━━━━━ Listed entries

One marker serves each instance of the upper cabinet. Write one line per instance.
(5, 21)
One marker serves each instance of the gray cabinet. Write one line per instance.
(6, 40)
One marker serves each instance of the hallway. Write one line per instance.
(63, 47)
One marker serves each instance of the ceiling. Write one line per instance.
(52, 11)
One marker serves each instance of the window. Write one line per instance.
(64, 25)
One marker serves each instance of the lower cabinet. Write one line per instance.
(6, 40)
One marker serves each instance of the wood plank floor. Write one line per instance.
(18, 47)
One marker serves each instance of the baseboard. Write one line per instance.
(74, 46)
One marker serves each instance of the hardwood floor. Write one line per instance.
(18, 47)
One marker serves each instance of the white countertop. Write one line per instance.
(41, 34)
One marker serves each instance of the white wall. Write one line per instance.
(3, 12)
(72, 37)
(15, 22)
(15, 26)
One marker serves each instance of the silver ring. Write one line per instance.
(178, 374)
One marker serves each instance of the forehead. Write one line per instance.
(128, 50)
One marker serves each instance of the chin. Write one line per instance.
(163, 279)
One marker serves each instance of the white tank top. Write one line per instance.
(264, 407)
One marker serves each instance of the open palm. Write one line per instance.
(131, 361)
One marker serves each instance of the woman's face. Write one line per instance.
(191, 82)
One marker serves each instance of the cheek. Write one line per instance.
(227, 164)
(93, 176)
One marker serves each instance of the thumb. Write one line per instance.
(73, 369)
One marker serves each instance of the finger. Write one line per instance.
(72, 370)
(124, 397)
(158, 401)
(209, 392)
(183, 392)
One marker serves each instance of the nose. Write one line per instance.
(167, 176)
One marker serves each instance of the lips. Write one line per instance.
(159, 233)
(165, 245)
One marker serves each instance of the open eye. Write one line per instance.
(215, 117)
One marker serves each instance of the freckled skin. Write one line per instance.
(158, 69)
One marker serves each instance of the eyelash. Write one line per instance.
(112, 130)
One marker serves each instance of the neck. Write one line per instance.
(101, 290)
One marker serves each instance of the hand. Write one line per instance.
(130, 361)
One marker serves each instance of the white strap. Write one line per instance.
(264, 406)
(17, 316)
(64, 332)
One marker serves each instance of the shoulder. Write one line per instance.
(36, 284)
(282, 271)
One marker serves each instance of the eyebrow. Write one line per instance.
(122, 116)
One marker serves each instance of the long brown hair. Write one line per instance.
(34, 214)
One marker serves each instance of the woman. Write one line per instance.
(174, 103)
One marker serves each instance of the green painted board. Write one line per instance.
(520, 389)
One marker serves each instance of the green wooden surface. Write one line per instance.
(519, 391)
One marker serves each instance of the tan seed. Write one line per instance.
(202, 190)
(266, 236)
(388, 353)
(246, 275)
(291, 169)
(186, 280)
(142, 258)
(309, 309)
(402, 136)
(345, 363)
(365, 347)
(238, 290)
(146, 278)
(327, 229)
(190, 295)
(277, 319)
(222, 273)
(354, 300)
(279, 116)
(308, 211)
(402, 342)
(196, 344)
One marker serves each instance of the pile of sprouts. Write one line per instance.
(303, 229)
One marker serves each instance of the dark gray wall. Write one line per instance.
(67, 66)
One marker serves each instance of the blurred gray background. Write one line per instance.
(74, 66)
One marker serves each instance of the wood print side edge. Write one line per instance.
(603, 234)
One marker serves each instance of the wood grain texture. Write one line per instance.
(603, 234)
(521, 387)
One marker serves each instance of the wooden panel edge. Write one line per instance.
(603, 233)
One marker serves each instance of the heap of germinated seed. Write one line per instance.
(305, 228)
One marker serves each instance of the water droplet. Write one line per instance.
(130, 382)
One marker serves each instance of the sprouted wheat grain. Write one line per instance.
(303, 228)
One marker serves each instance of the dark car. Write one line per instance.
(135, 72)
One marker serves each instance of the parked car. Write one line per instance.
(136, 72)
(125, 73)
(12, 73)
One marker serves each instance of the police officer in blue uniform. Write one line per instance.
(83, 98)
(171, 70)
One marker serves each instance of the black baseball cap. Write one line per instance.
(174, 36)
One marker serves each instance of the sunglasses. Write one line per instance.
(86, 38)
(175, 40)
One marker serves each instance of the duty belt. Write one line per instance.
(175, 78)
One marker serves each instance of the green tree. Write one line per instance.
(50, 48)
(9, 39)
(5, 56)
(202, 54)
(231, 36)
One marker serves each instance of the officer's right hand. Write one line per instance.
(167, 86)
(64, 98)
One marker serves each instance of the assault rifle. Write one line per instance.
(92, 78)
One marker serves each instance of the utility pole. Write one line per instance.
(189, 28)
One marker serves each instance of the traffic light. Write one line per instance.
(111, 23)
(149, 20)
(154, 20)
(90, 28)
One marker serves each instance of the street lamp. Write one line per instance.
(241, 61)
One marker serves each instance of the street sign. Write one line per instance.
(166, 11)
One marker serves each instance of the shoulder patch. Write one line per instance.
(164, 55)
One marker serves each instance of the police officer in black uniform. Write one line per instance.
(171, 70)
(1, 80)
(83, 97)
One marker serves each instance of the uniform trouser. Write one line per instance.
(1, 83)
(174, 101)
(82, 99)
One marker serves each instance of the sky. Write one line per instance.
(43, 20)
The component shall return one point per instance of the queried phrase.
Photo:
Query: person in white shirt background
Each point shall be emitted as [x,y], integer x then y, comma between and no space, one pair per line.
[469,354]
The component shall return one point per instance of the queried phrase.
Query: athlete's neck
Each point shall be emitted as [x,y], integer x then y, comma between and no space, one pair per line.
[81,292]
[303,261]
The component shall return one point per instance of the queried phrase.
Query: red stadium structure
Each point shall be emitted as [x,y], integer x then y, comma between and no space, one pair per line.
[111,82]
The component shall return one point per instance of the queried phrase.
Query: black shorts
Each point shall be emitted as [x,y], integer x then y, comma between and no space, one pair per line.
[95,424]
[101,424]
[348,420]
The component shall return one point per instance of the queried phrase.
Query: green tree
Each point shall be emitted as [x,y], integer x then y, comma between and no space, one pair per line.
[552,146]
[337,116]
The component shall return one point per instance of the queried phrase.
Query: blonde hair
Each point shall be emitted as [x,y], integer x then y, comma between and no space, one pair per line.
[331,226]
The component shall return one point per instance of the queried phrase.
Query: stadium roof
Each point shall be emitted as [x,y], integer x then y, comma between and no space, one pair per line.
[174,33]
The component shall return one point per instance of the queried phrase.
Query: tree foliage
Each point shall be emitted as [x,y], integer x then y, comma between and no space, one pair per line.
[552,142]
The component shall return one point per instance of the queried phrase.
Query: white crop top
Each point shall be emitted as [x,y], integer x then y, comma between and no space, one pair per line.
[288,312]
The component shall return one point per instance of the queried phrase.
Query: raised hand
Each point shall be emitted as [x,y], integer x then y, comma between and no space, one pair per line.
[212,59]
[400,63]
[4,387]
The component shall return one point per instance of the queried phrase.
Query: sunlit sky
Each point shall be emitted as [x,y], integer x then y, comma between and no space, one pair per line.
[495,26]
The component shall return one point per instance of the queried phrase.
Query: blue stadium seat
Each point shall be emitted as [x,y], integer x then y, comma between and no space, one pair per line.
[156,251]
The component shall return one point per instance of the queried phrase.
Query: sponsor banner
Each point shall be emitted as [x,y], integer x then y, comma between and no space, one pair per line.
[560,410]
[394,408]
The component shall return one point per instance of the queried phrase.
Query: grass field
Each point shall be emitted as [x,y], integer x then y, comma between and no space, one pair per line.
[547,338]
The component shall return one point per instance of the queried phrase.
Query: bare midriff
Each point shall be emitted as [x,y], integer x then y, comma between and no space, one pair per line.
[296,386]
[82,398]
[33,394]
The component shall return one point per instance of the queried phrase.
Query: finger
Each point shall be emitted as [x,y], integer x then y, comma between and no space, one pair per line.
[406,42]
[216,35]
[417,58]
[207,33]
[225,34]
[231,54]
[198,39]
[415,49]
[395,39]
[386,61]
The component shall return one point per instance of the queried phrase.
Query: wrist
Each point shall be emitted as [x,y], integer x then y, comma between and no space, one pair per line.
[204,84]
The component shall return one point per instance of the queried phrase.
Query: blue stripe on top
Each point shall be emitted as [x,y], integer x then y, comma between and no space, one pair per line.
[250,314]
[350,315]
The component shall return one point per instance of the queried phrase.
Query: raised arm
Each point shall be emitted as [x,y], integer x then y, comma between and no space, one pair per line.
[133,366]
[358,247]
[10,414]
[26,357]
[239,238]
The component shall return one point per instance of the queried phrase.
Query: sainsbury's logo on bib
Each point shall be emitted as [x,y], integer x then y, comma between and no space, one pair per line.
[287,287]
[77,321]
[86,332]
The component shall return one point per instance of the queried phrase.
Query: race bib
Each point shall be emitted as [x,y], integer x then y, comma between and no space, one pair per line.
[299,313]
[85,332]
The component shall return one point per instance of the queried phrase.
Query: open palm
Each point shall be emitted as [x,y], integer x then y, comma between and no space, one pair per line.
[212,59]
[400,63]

━━━━━━━━━━

◆ **Problem to solve**
Every line with "stadium" in it should be copied from the entries.

◆ **Answer box**
Query: red stadium structure
Query: stadium roof
Query: blue stadium seat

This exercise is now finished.